Stored items from a collection
-=-=-=-=-

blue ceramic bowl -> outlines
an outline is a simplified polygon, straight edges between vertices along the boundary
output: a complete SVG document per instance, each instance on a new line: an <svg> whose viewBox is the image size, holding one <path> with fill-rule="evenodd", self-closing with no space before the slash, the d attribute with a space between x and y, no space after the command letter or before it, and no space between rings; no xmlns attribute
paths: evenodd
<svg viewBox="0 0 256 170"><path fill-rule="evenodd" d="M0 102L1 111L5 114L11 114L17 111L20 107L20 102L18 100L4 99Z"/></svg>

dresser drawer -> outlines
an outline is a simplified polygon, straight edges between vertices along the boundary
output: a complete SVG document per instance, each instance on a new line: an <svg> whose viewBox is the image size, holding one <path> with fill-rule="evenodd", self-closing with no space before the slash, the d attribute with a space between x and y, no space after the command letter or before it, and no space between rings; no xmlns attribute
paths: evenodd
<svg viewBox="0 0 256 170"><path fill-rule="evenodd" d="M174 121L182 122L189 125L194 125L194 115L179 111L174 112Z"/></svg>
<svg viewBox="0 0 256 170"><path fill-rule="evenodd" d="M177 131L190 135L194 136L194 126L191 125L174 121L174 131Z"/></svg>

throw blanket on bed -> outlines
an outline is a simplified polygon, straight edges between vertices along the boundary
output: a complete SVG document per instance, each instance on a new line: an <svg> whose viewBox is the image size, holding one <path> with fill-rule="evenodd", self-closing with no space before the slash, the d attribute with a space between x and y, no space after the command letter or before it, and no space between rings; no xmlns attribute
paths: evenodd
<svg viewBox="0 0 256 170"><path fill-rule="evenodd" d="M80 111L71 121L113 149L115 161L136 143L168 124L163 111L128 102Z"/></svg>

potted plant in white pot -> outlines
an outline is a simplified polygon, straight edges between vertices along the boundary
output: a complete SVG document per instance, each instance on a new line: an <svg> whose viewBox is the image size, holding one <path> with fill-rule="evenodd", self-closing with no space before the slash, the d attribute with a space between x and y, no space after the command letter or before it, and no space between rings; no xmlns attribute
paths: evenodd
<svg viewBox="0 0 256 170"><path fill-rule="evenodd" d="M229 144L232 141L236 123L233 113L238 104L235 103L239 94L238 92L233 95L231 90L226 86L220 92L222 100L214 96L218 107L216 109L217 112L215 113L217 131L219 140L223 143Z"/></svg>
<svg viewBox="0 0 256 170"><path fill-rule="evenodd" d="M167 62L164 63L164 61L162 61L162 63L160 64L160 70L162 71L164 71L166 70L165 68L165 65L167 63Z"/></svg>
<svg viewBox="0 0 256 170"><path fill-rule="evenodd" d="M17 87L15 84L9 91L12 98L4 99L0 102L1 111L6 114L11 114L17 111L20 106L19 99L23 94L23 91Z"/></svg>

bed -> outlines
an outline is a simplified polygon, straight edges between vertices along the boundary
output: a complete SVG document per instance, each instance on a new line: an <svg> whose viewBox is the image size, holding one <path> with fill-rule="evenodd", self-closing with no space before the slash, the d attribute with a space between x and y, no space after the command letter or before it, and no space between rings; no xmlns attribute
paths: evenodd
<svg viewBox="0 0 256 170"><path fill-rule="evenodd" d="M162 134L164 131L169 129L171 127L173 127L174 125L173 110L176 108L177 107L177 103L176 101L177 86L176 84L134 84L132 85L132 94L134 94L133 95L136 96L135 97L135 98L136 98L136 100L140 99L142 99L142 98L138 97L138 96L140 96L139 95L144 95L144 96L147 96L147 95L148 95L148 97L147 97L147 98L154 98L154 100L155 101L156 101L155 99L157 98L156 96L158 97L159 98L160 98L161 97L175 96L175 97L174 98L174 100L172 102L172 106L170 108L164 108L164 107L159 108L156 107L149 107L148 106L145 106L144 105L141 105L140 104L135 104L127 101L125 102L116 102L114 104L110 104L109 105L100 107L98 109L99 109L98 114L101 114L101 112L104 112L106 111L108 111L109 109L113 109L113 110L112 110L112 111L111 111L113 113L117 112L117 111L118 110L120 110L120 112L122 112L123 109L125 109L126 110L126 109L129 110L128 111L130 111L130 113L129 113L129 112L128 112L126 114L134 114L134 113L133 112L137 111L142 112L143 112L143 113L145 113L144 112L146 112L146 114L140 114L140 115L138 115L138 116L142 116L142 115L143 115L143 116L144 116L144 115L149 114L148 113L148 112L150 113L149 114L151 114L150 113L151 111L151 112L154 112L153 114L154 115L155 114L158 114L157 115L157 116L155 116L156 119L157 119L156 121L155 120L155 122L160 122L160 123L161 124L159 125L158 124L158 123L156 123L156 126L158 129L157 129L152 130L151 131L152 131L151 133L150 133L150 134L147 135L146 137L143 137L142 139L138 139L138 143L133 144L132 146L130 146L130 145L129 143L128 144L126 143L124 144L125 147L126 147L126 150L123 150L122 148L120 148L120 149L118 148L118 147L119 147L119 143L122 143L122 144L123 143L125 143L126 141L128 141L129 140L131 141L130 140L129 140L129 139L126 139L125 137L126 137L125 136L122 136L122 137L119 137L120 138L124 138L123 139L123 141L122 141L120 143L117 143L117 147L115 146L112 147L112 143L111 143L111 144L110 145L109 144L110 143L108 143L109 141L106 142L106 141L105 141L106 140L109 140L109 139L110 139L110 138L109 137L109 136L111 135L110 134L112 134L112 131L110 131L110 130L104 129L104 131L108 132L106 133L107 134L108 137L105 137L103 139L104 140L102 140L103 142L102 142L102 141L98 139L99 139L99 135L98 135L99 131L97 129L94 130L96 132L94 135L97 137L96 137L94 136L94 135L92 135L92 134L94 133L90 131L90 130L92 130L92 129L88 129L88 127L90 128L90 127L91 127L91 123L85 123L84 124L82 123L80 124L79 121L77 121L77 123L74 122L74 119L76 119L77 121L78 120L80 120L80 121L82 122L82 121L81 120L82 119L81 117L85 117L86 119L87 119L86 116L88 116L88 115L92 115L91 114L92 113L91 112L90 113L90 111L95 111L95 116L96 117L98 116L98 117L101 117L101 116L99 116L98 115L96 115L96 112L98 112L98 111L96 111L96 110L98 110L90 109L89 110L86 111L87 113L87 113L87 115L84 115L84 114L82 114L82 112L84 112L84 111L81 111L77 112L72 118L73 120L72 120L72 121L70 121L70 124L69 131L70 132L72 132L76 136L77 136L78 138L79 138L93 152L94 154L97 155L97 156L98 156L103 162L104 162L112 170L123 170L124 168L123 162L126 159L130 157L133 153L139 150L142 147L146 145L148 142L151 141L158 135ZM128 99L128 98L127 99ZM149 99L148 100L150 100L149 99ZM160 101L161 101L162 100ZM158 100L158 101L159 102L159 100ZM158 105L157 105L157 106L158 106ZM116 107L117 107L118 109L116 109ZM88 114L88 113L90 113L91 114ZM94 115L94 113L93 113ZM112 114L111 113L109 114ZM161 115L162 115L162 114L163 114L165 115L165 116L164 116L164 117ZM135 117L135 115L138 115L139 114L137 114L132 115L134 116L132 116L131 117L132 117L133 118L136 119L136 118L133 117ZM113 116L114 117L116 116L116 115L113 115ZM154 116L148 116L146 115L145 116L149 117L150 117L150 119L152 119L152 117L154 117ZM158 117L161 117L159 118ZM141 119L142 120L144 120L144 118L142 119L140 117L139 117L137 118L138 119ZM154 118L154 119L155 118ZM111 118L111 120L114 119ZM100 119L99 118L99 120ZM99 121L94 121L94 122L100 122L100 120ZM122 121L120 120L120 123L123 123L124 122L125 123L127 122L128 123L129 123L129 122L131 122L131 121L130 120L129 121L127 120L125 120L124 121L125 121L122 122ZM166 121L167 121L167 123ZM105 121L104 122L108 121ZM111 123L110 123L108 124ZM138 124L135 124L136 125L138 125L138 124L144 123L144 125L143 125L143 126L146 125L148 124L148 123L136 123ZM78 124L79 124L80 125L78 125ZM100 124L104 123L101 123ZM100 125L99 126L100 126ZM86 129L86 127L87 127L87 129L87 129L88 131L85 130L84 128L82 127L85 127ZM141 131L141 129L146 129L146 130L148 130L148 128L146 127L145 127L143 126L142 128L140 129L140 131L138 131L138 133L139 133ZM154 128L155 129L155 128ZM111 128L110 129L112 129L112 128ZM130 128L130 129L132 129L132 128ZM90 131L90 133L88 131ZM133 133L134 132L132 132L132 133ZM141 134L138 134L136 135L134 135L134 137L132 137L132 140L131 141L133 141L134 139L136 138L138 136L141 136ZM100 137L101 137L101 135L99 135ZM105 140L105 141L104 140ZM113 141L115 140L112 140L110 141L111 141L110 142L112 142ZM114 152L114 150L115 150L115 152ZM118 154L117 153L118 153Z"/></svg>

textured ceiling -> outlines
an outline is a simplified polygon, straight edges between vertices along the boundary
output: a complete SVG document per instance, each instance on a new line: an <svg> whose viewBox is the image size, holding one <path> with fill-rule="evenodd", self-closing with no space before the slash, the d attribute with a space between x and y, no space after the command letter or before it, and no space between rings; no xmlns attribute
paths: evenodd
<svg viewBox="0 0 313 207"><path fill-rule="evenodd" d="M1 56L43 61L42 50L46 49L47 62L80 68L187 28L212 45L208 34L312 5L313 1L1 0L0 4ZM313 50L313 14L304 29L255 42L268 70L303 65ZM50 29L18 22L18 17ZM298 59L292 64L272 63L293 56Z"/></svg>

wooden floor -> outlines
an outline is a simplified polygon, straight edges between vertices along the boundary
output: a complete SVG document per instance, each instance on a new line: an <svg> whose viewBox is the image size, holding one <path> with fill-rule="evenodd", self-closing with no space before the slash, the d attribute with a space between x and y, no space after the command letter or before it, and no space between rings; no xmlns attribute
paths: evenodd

-=-=-=-=-

> **Task to carry out**
Rewrite the records from the start through the line containing "131L190 135L194 136L194", inclusive, replacing "ceramic" with "porcelain" and leaving everything else unchanged.

> **Finished exercise**
blue porcelain bowl -> outlines
an outline is a simplified polygon, straight edges between vertices along the boundary
output: a complete SVG document per instance, each instance on a new line: an <svg> whose viewBox is the image size, holding one <path> with fill-rule="evenodd", self-closing with no space before the slash, the d attribute with a space between x and y, no space after the command letter or before it, and no space between rings; no xmlns attribute
paths: evenodd
<svg viewBox="0 0 256 170"><path fill-rule="evenodd" d="M0 102L1 111L5 114L11 114L17 111L20 107L20 102L18 100L4 99Z"/></svg>

dresser drawer -> outlines
an outline is a simplified polygon, straight edges between vertices along the boundary
output: a complete SVG document per instance, each instance on a new line: an <svg> whose viewBox is the image size, holding one <path> with fill-rule="evenodd", self-closing with no space before the slash, the d attribute with a space between x and y, no space after the command letter or before it, and no space between rings; no xmlns attribute
paths: evenodd
<svg viewBox="0 0 256 170"><path fill-rule="evenodd" d="M174 121L182 122L189 125L194 125L194 115L179 111L174 112Z"/></svg>
<svg viewBox="0 0 256 170"><path fill-rule="evenodd" d="M177 131L190 135L194 136L194 126L191 125L174 121L174 131Z"/></svg>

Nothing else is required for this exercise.